TASK DIRECTIONS> The line containing "Could you kindly indicate each instance of the tree" and every line after it, through the last, are to be extracted exactly; no other lines belong in the answer.

MATERIAL PROVIDED>
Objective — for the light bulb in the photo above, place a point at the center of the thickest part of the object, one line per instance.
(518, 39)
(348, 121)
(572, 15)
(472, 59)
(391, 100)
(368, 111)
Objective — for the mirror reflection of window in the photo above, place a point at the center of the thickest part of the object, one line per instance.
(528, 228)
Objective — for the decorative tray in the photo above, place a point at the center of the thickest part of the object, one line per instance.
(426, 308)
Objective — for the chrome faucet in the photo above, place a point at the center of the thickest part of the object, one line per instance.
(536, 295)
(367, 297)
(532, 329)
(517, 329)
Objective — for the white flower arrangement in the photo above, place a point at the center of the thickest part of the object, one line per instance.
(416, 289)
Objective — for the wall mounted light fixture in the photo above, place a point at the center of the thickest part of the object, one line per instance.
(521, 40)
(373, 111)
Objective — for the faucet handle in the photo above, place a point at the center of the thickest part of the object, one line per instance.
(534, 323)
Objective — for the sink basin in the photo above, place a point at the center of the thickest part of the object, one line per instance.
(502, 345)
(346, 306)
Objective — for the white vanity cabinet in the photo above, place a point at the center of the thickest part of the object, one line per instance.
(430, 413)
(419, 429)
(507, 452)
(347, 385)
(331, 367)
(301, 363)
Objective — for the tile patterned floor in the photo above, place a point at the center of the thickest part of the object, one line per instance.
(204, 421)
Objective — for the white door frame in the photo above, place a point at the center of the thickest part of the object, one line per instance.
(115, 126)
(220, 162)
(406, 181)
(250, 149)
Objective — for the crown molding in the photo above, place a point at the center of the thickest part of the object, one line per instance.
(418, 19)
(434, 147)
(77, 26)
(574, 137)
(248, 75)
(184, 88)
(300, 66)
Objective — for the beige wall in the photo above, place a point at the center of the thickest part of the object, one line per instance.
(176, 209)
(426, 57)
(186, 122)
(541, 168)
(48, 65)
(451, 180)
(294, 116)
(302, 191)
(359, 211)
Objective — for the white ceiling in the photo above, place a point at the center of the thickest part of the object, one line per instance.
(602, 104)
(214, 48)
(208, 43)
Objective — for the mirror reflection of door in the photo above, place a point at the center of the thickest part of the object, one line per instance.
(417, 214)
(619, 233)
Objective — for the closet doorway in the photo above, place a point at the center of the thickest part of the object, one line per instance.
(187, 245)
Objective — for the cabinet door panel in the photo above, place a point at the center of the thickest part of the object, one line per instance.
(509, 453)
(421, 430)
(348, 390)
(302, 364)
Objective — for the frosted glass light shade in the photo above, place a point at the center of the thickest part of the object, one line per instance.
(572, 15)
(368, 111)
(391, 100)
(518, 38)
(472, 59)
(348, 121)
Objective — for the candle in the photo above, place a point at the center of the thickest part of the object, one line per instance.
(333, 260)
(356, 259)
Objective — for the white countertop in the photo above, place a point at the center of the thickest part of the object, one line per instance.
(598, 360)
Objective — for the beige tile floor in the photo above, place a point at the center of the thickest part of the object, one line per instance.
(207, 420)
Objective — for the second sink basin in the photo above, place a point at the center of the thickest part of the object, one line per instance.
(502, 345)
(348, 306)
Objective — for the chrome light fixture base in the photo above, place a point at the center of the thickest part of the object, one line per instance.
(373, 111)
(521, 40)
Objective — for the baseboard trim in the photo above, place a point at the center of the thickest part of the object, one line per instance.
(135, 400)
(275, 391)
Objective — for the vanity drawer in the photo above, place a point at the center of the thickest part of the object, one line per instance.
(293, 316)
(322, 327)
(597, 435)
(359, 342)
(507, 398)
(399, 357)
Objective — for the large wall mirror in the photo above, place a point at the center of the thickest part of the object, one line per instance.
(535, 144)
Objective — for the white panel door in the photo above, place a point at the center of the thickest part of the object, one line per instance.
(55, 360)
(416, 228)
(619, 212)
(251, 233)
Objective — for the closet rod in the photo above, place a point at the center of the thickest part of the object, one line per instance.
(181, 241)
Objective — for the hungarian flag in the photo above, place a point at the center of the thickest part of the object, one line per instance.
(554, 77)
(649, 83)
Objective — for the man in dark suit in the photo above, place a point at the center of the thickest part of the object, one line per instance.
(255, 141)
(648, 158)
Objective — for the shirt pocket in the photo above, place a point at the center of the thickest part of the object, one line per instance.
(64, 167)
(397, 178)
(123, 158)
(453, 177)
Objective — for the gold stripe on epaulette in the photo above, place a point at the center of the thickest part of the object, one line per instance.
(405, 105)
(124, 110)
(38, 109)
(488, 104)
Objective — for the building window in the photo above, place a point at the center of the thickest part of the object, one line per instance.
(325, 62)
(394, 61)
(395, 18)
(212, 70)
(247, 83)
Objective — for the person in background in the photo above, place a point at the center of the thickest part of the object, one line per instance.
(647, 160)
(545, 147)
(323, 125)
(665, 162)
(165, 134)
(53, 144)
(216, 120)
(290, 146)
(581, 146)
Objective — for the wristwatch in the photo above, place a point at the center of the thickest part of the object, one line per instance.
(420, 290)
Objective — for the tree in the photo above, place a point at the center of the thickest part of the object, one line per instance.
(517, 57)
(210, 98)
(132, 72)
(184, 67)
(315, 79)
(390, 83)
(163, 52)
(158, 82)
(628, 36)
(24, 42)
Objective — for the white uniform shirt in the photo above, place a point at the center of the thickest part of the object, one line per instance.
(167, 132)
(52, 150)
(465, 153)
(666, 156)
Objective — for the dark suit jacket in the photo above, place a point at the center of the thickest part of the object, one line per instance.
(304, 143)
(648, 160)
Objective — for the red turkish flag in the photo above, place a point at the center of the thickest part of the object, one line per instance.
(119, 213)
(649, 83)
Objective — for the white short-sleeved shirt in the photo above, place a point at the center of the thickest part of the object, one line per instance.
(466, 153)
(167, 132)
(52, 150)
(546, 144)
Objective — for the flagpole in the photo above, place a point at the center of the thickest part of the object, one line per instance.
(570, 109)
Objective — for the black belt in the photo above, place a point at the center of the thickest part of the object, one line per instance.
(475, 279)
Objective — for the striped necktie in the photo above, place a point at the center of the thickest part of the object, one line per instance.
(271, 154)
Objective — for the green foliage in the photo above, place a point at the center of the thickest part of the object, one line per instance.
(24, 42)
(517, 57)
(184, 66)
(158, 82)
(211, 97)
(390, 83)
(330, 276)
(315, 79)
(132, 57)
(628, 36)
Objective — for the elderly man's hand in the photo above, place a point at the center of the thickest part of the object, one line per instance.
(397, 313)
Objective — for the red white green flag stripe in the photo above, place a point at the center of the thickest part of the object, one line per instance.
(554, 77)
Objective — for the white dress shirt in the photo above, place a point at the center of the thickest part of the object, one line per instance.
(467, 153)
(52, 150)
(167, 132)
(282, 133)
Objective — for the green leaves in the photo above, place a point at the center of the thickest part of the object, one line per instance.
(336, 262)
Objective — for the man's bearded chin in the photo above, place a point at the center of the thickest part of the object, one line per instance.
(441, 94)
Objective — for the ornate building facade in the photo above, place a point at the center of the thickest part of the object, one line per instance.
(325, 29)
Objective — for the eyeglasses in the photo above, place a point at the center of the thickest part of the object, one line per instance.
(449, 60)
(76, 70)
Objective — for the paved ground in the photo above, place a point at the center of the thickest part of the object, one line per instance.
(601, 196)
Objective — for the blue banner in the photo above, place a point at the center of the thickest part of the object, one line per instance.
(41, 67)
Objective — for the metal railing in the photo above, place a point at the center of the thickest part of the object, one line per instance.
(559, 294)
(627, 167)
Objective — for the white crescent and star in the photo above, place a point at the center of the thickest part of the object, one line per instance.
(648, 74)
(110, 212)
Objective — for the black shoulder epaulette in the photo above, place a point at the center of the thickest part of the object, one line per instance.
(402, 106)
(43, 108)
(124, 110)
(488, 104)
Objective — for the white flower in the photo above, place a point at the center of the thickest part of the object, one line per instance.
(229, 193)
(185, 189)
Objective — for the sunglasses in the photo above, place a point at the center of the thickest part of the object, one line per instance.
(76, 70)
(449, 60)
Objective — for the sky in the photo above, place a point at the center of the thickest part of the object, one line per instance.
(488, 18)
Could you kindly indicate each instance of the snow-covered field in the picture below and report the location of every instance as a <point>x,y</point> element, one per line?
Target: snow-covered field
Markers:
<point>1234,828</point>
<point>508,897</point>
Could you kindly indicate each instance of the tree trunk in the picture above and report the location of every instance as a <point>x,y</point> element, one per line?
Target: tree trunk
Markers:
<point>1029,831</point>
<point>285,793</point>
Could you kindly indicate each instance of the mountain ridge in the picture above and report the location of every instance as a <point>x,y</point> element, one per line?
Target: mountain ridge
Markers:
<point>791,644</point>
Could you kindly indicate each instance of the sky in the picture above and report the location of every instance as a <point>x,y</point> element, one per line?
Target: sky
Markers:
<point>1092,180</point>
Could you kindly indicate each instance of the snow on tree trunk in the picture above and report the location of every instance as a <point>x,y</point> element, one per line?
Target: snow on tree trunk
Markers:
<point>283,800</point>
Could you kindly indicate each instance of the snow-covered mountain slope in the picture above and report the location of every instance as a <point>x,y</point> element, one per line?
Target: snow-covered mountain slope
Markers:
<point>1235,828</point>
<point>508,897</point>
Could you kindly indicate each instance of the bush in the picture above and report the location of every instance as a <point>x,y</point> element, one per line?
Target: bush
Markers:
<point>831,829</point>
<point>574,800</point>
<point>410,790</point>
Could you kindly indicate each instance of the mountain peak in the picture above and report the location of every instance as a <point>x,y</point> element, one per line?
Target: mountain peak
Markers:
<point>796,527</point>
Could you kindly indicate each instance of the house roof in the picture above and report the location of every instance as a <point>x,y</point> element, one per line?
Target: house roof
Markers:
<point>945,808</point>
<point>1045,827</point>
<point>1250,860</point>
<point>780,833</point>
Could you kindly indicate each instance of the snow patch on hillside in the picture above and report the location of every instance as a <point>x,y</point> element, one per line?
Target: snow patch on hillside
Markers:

WRITTEN ANSWER>
Could you kindly indicate each instance of the tree trunk in the picture above and report the location of every instance as a <point>x,y</point> element, one per line?
Target: tree trunk
Markers:
<point>1029,831</point>
<point>285,793</point>
Could you kindly indicate each instance of the mountain ridge in the picture above and report the location of every instance as a <point>x,y</point> element, one per line?
Target: mountain ridge
Markers:
<point>791,644</point>
Could you kindly indicate each instance of the sky in the picture above and report the location of every instance as a <point>x,y</point> element, one per line?
Target: sky
Markers:
<point>1092,180</point>
Could you kindly indicate each instance of the snow on tree trunk in the picture above and report the location of every instance as a <point>x,y</point> element, one per line?
Target: snow on tree trunk
Markers:
<point>283,800</point>
Could you kindly indicate each instance of the snow-covered mountain slope in the picture above and report the location of every instance as a <point>x,y</point> element, one per line?
Target: snow-covered mountain slope
Markers:
<point>1235,828</point>
<point>508,897</point>
Could you kindly indicate each instance of the bush in the picture above and report the location of every instance as a <point>x,y</point> element, one per line?
Target: bush
Markers:
<point>831,829</point>
<point>574,800</point>
<point>410,790</point>
Could you kindly indicate each instance of the mountain peak in the picture above and report the location of every instance as a <point>x,y</point> element, one per line?
Target: mountain peak
Markers:
<point>796,527</point>
Could you kindly indicate each instance of the house roof in the picture above and report the location of every instance as a <point>x,y</point> element, one per line?
Target: house roof
Markers:
<point>945,808</point>
<point>1045,827</point>
<point>1250,860</point>
<point>780,833</point>
Could you kindly indicate each instance of the snow patch on hillside in the picture above and report the location of every instance as a <point>x,y</point> element, one per line?
Target: snow patch on hillside
Markers:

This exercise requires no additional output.